Exercise details: Print the listing exactly, but only as far as the line containing "box: [933, 1177, 973, 1230]". The first line and that line are both included.

Records to process:

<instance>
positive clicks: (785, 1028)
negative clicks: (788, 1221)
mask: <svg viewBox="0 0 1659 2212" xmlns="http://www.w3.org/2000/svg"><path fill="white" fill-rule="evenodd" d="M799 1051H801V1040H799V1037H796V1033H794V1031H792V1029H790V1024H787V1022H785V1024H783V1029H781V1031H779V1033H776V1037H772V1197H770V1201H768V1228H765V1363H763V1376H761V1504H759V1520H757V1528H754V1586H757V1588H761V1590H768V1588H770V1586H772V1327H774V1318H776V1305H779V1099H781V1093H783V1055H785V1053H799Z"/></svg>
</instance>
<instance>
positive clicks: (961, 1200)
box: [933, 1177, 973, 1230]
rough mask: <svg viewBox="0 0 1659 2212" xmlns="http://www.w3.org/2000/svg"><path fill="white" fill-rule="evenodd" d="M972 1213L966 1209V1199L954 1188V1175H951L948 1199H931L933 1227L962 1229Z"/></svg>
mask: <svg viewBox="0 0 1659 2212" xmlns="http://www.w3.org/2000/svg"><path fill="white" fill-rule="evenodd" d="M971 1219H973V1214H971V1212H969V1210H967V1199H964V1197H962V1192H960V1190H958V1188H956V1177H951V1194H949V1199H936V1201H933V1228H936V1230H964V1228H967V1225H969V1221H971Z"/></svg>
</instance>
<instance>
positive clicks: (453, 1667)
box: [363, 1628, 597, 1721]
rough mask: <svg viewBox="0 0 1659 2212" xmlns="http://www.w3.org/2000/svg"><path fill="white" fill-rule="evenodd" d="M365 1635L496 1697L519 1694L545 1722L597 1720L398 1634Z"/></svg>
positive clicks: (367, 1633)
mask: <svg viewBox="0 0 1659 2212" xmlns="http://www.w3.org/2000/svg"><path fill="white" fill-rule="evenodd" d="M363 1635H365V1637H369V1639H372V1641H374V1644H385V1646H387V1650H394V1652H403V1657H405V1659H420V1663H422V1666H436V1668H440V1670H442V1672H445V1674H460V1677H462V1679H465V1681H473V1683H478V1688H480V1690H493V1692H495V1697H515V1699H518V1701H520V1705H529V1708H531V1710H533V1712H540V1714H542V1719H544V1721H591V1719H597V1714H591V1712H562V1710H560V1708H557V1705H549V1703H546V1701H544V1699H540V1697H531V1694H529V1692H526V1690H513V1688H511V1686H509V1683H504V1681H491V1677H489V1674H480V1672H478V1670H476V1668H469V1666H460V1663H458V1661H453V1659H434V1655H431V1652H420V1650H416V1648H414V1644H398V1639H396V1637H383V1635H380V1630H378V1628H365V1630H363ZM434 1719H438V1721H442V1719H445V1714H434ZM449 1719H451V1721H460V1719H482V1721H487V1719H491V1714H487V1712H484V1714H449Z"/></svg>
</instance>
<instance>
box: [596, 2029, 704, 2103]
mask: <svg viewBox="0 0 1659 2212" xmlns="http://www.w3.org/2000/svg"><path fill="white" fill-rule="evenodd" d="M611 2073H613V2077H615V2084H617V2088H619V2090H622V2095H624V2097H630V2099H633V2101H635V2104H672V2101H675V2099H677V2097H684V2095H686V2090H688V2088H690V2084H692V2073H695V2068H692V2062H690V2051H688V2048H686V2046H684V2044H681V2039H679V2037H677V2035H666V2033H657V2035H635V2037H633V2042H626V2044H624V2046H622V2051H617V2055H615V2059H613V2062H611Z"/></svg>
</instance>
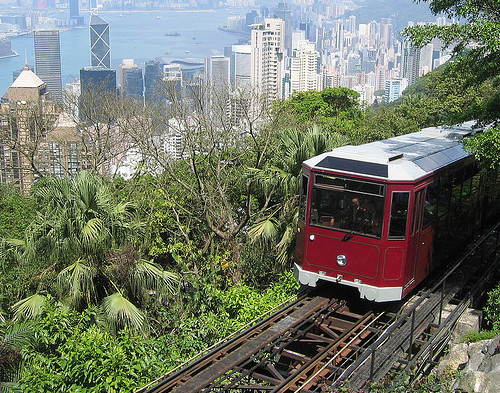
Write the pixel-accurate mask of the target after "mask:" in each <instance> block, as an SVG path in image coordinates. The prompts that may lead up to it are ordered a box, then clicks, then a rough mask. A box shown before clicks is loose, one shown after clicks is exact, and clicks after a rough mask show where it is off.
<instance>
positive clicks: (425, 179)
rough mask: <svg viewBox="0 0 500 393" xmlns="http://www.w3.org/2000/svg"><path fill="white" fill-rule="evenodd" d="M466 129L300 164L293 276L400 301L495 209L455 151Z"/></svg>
mask: <svg viewBox="0 0 500 393" xmlns="http://www.w3.org/2000/svg"><path fill="white" fill-rule="evenodd" d="M472 124H473V123H472V122H471V123H465V124H463V125H460V126H454V127H432V128H426V129H423V130H422V131H420V132H416V133H413V134H408V135H402V136H398V137H395V138H390V139H386V140H382V141H378V142H373V143H369V144H365V145H360V146H343V147H339V148H336V149H334V150H333V151H330V152H327V153H324V154H321V155H319V156H316V157H313V158H311V159H309V160H307V161H305V162H304V163H303V179H302V192H301V203H300V209H299V221H298V229H297V231H298V234H297V247H296V258H295V259H296V260H295V276H296V278H297V279H298V281H299V282H300V283H301V284H303V285H308V286H316V284H317V282H318V280H326V281H331V282H336V283H339V284H343V285H349V286H352V287H356V288H358V290H359V292H360V295H361V297H363V298H366V299H369V300H373V301H377V302H384V301H391V300H400V299H402V298H403V297H405V296H406V295H407V294H408V293H409V292H410V291H412V289H413V288H415V286H416V285H417V284H419V283H420V282H421V281H422V280H423V279H424V278H425V277H427V276H428V275H429V273H430V272H431V271H432V270H433V268H434V267H435V266H436V265H437V264H438V263H439V261H443V260H444V259H446V257H447V256H449V255H450V253H452V252H453V250H454V249H456V245H459V244H461V243H462V244H463V242H464V241H465V240H466V239H467V238H468V237H470V236H471V235H472V234H473V233H474V232H475V231H476V230H477V229H478V227H479V226H480V225H481V221H483V222H484V220H485V217H484V216H485V212H486V211H488V212H489V213H488V214H487V215H489V214H490V213H492V210H491V209H498V207H497V206H498V203H497V202H498V187H497V186H494V188H495V190H489V191H488V192H487V191H485V185H484V184H485V182H483V180H482V179H481V177H480V174H479V171H478V169H477V166H476V163H475V160H474V158H473V157H472V156H471V155H470V154H468V153H467V152H466V151H465V150H464V149H463V146H462V143H461V141H462V139H463V138H464V136H467V135H470V134H471V133H472Z"/></svg>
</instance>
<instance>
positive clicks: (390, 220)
mask: <svg viewBox="0 0 500 393" xmlns="http://www.w3.org/2000/svg"><path fill="white" fill-rule="evenodd" d="M409 200H410V193H409V192H393V193H392V203H391V220H390V222H389V239H404V238H405V236H406V223H407V220H408V202H409Z"/></svg>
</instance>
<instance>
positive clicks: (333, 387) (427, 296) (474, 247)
mask: <svg viewBox="0 0 500 393" xmlns="http://www.w3.org/2000/svg"><path fill="white" fill-rule="evenodd" d="M499 228H500V222H499V223H497V224H495V225H493V226H492V227H490V229H488V230H487V231H486V232H485V234H483V235H482V236H481V237H480V238H479V239H478V240H477V241H476V242H475V243H474V244H473V245H472V246H471V247H470V249H469V250H468V251H467V252H466V253H465V254H464V255H463V256H462V257H461V258H459V260H458V261H457V262H456V263H455V264H454V265H452V267H451V268H450V270H449V271H448V272H447V273H446V274H445V275H444V276H442V277H441V278H440V279H439V280H438V281H437V282H436V283H435V284H434V285H433V286H432V287H431V288H430V289H428V290H426V291H424V293H423V294H422V295H420V297H419V298H418V299H417V300H416V301H415V302H414V303H413V304H412V306H411V307H410V308H409V309H407V310H406V311H405V312H404V313H403V314H402V315H401V316H400V317H399V318H398V319H397V320H396V321H394V323H393V324H392V325H391V326H389V327H388V328H387V329H386V330H385V331H384V332H383V333H382V334H381V335H380V337H379V338H378V339H377V340H376V341H375V342H374V343H373V344H371V345H370V346H369V347H368V348H367V350H366V351H364V352H363V353H362V354H361V356H360V357H359V358H358V360H357V361H356V362H355V363H353V364H352V365H350V366H349V367H348V368H347V369H346V370H344V372H343V373H342V374H341V375H340V376H339V378H337V379H336V380H335V381H334V382H333V384H332V388H335V387H338V386H340V385H341V384H342V383H343V382H345V381H347V379H348V378H349V377H350V376H351V375H353V373H354V372H355V371H356V370H358V369H359V368H360V367H361V366H362V365H363V364H365V363H366V362H367V360H368V359H369V358H370V357H371V361H372V366H371V368H372V370H371V372H370V374H371V377H373V367H374V362H375V354H376V352H377V351H378V350H380V349H381V348H382V347H383V345H384V344H385V343H386V342H387V340H389V338H390V337H391V336H392V335H393V334H395V332H396V330H398V329H400V328H401V327H402V326H403V325H404V324H406V323H411V321H412V319H413V318H414V315H415V312H416V310H417V308H418V307H419V306H421V305H422V304H423V303H424V302H425V301H427V300H428V299H429V298H430V297H431V296H432V295H436V294H437V293H438V291H439V290H440V289H442V288H444V286H445V283H446V282H447V280H448V279H449V278H450V277H451V276H452V274H454V273H455V272H456V271H457V269H458V268H459V267H460V266H461V265H462V264H463V263H464V262H465V261H467V260H468V258H470V257H471V256H472V255H473V254H474V253H475V252H476V251H477V250H478V249H479V247H480V246H482V244H483V243H484V242H485V241H486V239H488V238H490V237H492V236H493V234H494V233H495V232H496V233H497V235H498V231H499ZM497 240H498V236H497ZM497 243H498V241H497ZM443 300H444V298H443V296H442V297H441V302H443ZM440 322H441V321H440ZM412 329H413V326H412ZM414 338H416V337H414ZM410 341H411V340H410ZM410 344H411V345H412V344H413V343H410ZM411 345H410V347H411Z"/></svg>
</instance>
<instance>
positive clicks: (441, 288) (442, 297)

Exercise solution:
<instance>
positive clicks: (785, 1028)
negative clicks: (788, 1221)
mask: <svg viewBox="0 0 1659 2212" xmlns="http://www.w3.org/2000/svg"><path fill="white" fill-rule="evenodd" d="M799 1051H801V1040H799V1037H796V1033H794V1031H792V1029H790V1024H787V1022H785V1024H783V1029H781V1031H779V1033H776V1037H772V1197H770V1201H768V1228H765V1363H763V1376H761V1504H759V1520H757V1528H754V1586H757V1588H761V1590H768V1588H770V1586H772V1327H774V1318H776V1305H779V1099H781V1093H783V1055H785V1053H799Z"/></svg>
</instance>
<instance>
positive clicks: (961, 1200)
box: [933, 1177, 973, 1230]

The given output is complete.